• [SET OF TASKS]
1/ In the notes on storage for MMIR, what bit depth do raw camera images have?
2/ Write out, from the notes on storage for MMIR, the stretch from "image = imread(iname)" through "metadata = pyexiv2.ImageMetadata(iname)", word for word.

• [SOURCE DOCUMENT]
*****

Title: Storage for MMIR Author: Thomas Breuel Institution: UniKL

covering:

image formats
bandwidth / CPU tradeoffs
file system
relational databases
scientific databases
common schemas

Image Formats¶

image formats:

raw (various): $w\times h$, 16 bpp, image as it comes out of the camera
uncompressed (PPM): $w\times h \times 3$, usually 8 bpp (sometimes 16 bpp)
lossless compression (PNG)
lossy compression (JPEG, JPEG2000)

important tools:

ImageMagick, GNU Magic (convert, etc.)
SciPy
PIL (Python imaging library)
Python exiv2 (EXIF metadata in Python)

In [28]:

iname = "raw_images/DSCN0243.JPG"
image = imread(iname)
imshow(image)

Out[28]:

<matplotlib.image.AxesImage at 0x5e96910>

In [29]:

# getting metadata
import pyexiv2
metadata = pyexiv2.ImageMetadata(iname)

*****

• [STORED RECORDS]

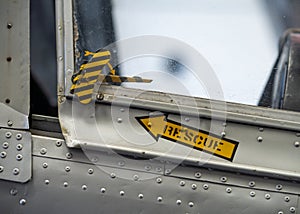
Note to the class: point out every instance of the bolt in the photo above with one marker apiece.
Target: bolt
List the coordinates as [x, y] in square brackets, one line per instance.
[228, 190]
[286, 198]
[158, 180]
[198, 175]
[13, 192]
[223, 179]
[8, 134]
[178, 202]
[58, 143]
[3, 154]
[5, 145]
[22, 201]
[205, 186]
[182, 183]
[113, 175]
[10, 123]
[251, 183]
[43, 151]
[19, 157]
[67, 169]
[100, 96]
[19, 147]
[292, 209]
[84, 187]
[19, 136]
[279, 187]
[194, 186]
[69, 155]
[16, 171]
[191, 204]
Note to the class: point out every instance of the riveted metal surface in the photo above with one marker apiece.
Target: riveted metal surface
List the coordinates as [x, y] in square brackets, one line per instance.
[15, 155]
[53, 190]
[14, 64]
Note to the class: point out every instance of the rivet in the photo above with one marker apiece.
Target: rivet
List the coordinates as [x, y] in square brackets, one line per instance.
[69, 155]
[22, 201]
[223, 179]
[182, 183]
[136, 177]
[19, 157]
[43, 151]
[286, 198]
[84, 187]
[3, 154]
[140, 196]
[292, 209]
[191, 204]
[279, 187]
[58, 143]
[67, 169]
[19, 147]
[148, 167]
[178, 202]
[13, 192]
[251, 184]
[8, 134]
[228, 190]
[205, 186]
[99, 96]
[267, 196]
[19, 136]
[5, 145]
[168, 171]
[198, 175]
[194, 186]
[16, 171]
[10, 123]
[158, 180]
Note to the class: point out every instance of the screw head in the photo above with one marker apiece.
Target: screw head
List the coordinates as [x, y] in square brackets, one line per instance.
[16, 171]
[22, 201]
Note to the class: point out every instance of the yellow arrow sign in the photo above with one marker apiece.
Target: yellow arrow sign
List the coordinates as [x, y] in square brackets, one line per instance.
[160, 126]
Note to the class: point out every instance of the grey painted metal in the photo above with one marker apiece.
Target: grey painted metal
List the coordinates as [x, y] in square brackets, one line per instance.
[53, 189]
[15, 155]
[14, 64]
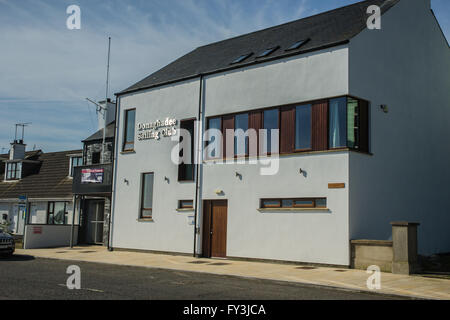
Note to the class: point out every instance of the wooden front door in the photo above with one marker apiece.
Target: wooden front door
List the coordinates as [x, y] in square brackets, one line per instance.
[215, 218]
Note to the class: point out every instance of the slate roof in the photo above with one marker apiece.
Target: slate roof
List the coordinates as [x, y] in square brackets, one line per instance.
[110, 133]
[324, 30]
[50, 179]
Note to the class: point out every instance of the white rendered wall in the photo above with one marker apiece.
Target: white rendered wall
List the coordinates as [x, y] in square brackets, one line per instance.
[307, 236]
[320, 237]
[311, 76]
[170, 230]
[405, 65]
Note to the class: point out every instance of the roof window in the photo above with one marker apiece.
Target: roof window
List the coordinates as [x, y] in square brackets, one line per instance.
[267, 52]
[297, 45]
[242, 58]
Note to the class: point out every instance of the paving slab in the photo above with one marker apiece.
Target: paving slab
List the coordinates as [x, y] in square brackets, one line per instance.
[409, 286]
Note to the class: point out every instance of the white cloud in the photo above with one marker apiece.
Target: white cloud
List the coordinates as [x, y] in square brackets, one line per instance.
[42, 61]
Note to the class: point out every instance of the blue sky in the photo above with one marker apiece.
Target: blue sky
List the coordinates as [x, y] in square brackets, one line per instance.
[47, 71]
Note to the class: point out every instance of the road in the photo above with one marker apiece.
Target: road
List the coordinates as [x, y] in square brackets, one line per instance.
[24, 277]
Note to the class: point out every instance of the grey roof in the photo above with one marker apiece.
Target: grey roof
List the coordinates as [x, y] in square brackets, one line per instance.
[110, 133]
[47, 179]
[323, 30]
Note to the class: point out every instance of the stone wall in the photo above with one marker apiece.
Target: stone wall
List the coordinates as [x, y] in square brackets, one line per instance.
[366, 253]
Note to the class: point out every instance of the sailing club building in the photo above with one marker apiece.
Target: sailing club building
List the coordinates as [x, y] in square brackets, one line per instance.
[357, 120]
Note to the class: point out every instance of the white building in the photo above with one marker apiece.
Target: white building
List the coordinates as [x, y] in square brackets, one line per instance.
[363, 118]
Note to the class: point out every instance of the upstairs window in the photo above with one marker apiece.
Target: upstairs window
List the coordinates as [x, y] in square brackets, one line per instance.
[57, 213]
[129, 129]
[147, 196]
[349, 124]
[338, 123]
[75, 162]
[96, 157]
[186, 169]
[13, 170]
[303, 126]
[270, 122]
[215, 124]
[241, 138]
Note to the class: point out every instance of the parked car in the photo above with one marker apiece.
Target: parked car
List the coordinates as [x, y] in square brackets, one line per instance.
[7, 244]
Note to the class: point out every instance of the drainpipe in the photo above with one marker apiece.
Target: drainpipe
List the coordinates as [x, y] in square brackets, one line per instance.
[199, 159]
[114, 177]
[72, 228]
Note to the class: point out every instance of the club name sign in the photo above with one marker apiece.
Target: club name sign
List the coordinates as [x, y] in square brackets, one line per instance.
[157, 130]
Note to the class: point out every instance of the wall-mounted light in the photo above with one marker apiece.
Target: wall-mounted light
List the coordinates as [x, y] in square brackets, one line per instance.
[303, 172]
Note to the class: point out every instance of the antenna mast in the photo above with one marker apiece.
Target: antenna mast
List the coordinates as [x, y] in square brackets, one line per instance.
[23, 125]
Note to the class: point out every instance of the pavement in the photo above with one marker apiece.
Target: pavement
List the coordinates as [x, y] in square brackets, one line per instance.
[356, 280]
[46, 279]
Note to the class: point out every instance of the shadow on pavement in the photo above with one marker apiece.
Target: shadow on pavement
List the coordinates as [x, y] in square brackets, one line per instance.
[17, 258]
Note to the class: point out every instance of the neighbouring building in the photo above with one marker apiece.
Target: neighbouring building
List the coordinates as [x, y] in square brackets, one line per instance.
[363, 119]
[92, 183]
[36, 199]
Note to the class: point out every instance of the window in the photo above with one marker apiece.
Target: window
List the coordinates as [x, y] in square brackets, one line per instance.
[349, 124]
[241, 138]
[294, 203]
[241, 58]
[270, 122]
[186, 170]
[215, 124]
[303, 124]
[96, 157]
[186, 204]
[130, 119]
[267, 52]
[13, 170]
[75, 162]
[147, 196]
[297, 45]
[57, 213]
[326, 124]
[338, 123]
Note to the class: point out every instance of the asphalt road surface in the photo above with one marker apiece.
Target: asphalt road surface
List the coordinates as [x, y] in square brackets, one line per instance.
[23, 277]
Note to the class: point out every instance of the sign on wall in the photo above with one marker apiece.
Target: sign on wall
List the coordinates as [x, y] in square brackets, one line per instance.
[157, 130]
[92, 175]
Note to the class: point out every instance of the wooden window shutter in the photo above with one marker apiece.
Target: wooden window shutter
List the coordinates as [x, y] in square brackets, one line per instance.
[320, 126]
[227, 124]
[255, 122]
[287, 130]
[364, 126]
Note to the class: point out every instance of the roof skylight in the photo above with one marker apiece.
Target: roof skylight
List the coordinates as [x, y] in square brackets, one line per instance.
[266, 52]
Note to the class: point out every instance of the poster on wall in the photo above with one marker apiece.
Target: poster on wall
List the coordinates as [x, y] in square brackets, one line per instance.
[92, 175]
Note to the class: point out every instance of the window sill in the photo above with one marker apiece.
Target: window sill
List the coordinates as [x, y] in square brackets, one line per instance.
[145, 220]
[128, 152]
[281, 155]
[186, 210]
[326, 210]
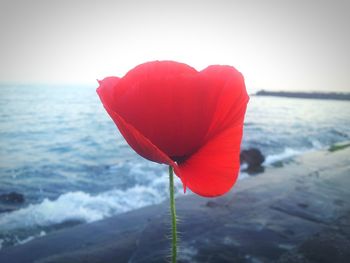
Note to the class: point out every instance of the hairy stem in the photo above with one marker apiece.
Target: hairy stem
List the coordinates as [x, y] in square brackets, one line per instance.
[173, 216]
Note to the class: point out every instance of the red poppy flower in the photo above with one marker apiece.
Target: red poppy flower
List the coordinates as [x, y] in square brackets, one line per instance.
[170, 113]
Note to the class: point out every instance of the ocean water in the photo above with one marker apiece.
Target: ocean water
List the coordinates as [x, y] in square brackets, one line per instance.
[60, 149]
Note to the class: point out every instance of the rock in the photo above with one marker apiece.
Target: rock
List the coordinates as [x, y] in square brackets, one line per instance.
[253, 158]
[12, 197]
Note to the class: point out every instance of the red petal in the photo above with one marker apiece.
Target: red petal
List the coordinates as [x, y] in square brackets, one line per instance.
[142, 145]
[213, 170]
[169, 104]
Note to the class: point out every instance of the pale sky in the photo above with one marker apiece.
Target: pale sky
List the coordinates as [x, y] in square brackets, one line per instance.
[277, 45]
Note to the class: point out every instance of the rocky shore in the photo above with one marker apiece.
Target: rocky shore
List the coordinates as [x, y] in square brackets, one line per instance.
[298, 212]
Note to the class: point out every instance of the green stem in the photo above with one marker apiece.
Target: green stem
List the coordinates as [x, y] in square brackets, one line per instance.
[173, 216]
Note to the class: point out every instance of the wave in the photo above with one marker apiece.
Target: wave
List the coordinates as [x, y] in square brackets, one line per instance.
[286, 154]
[85, 207]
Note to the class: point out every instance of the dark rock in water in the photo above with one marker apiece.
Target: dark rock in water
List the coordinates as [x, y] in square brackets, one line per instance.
[253, 158]
[13, 197]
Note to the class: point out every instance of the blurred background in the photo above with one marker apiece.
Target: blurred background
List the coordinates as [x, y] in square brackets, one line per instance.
[62, 160]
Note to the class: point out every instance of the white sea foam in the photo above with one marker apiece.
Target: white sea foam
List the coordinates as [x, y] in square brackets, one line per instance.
[30, 238]
[286, 154]
[84, 207]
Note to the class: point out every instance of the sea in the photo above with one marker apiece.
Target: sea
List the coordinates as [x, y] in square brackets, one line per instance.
[62, 152]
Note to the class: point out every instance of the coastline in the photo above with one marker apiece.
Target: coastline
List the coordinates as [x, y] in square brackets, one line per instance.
[278, 216]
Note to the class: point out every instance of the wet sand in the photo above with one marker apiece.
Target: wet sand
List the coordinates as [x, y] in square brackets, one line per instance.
[298, 212]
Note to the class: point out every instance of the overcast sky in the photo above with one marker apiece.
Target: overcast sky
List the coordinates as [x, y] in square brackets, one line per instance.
[277, 45]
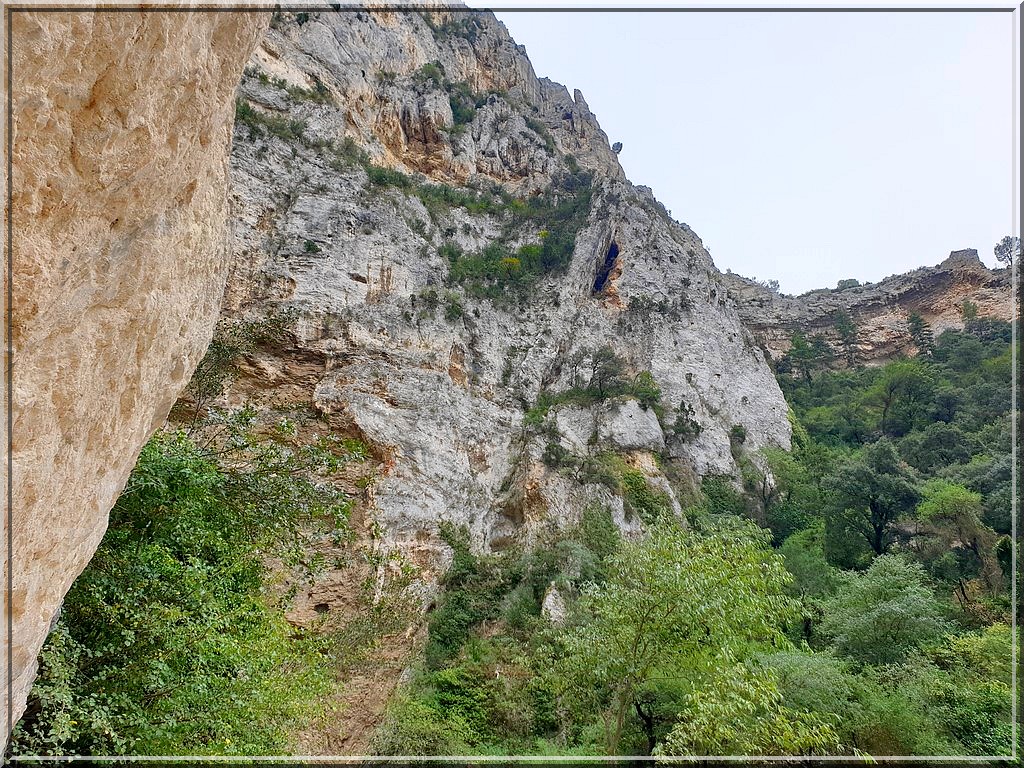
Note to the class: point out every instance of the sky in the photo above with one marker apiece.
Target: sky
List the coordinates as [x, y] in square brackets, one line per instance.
[803, 147]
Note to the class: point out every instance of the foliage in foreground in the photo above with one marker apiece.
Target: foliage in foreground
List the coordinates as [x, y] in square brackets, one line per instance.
[168, 643]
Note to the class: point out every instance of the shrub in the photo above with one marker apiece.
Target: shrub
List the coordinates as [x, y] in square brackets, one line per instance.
[166, 644]
[641, 499]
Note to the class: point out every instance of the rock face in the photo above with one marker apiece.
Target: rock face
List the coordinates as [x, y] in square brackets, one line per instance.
[881, 310]
[122, 123]
[439, 376]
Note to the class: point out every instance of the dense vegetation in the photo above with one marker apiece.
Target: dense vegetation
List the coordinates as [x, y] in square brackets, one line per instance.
[867, 613]
[172, 641]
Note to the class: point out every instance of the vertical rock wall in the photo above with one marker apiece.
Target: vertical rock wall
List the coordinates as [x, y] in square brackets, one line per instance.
[121, 132]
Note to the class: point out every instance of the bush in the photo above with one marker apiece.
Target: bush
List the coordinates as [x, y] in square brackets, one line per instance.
[641, 499]
[166, 644]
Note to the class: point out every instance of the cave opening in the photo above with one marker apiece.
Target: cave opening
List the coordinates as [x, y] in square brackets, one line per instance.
[606, 267]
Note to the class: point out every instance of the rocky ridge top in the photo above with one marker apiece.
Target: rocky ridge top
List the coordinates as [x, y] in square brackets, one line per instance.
[458, 240]
[880, 310]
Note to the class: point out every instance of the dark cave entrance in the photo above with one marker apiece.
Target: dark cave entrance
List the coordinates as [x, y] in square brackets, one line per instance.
[606, 267]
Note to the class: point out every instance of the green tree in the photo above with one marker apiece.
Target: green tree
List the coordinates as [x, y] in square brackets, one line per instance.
[607, 372]
[676, 608]
[901, 395]
[1007, 250]
[741, 712]
[952, 516]
[167, 644]
[879, 615]
[870, 493]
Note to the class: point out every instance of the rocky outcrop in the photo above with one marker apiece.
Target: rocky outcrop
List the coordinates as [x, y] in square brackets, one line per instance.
[440, 377]
[121, 130]
[880, 310]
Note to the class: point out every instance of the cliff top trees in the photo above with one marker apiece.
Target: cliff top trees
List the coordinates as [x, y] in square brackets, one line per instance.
[870, 493]
[1007, 250]
[678, 609]
[879, 615]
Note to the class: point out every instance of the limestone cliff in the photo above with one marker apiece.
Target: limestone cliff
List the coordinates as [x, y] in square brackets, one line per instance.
[437, 374]
[121, 130]
[880, 310]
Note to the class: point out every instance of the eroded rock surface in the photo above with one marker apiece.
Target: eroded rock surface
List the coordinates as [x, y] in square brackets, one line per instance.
[881, 310]
[122, 125]
[439, 378]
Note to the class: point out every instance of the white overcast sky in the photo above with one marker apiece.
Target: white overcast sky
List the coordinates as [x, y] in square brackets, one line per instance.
[807, 147]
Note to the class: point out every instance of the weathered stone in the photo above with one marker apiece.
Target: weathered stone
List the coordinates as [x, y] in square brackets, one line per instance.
[553, 607]
[881, 310]
[121, 130]
[625, 425]
[437, 380]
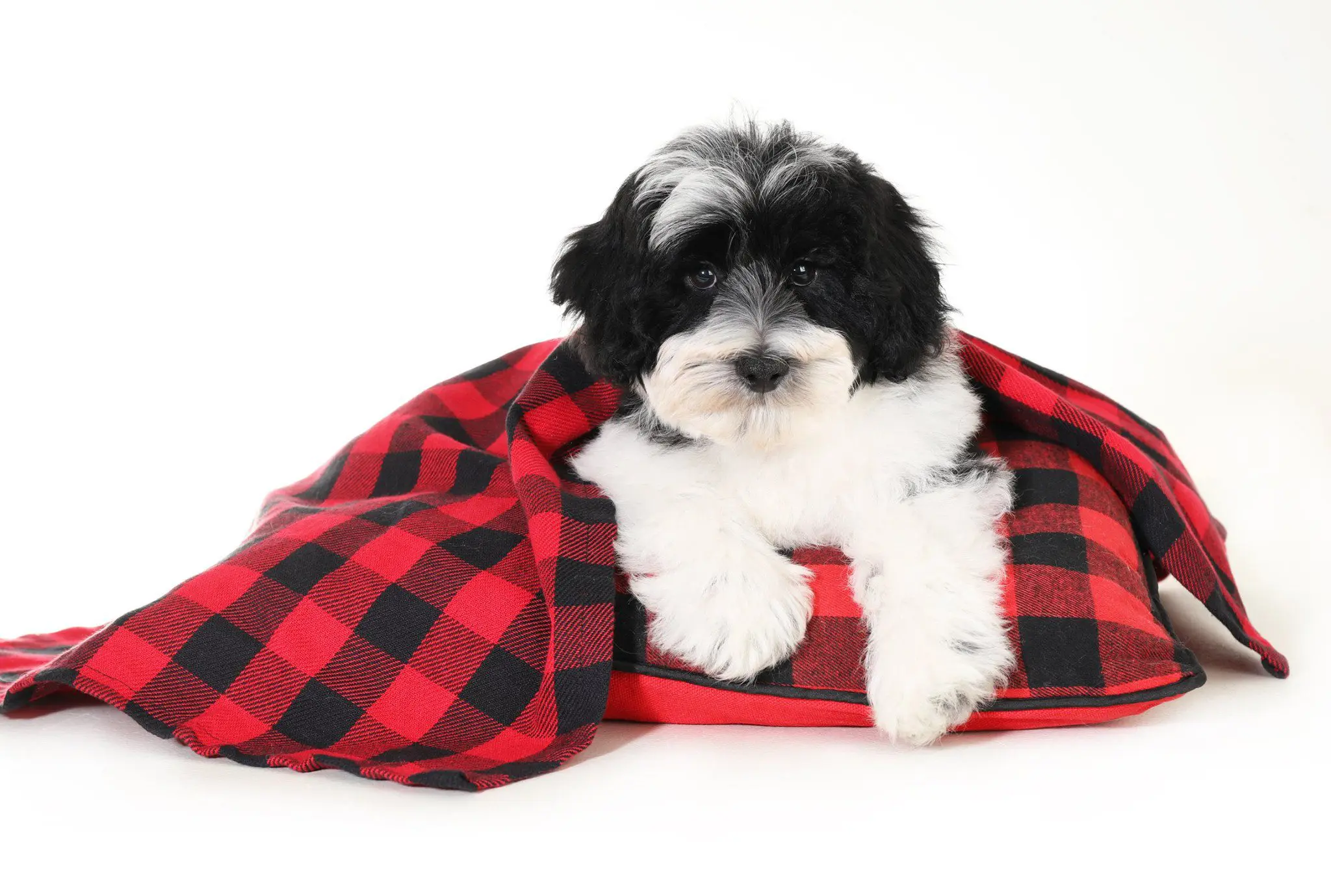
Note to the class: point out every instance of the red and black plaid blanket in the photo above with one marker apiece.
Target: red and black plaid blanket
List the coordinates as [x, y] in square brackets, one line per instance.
[437, 605]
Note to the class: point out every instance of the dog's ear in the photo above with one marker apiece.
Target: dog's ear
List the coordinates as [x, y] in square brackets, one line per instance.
[900, 288]
[601, 276]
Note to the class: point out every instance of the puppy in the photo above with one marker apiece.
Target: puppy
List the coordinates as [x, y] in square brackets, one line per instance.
[773, 312]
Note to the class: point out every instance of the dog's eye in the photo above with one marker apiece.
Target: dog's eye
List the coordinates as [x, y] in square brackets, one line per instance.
[803, 274]
[702, 277]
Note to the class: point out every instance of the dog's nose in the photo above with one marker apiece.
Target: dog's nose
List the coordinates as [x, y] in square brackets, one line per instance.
[760, 372]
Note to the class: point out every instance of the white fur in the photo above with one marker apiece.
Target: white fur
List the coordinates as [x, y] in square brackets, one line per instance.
[701, 525]
[703, 177]
[694, 387]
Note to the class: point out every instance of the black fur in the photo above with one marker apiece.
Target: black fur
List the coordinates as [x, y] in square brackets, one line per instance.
[877, 284]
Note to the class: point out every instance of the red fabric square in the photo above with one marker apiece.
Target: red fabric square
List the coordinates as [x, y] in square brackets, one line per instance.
[125, 662]
[393, 553]
[411, 704]
[218, 586]
[486, 605]
[226, 723]
[309, 638]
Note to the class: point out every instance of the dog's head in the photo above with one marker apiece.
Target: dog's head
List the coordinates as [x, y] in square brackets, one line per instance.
[749, 277]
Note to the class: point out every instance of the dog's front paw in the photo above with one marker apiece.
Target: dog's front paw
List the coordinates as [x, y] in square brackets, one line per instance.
[920, 685]
[731, 622]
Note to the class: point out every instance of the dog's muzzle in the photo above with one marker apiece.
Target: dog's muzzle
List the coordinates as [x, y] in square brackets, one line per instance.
[762, 373]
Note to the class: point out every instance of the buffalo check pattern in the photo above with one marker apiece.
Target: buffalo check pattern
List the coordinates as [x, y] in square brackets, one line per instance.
[437, 605]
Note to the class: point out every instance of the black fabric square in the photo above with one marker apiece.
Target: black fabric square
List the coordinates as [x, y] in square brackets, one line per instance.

*****

• [PROBLEM SOLUTIONS]
1/ 16 bpp

2/
image = imread(iname)
imshow(image)

Out[28]:

<matplotlib.image.AxesImage at 0x5e96910>

In [29]:

# getting metadata
import pyexiv2
metadata = pyexiv2.ImageMetadata(iname)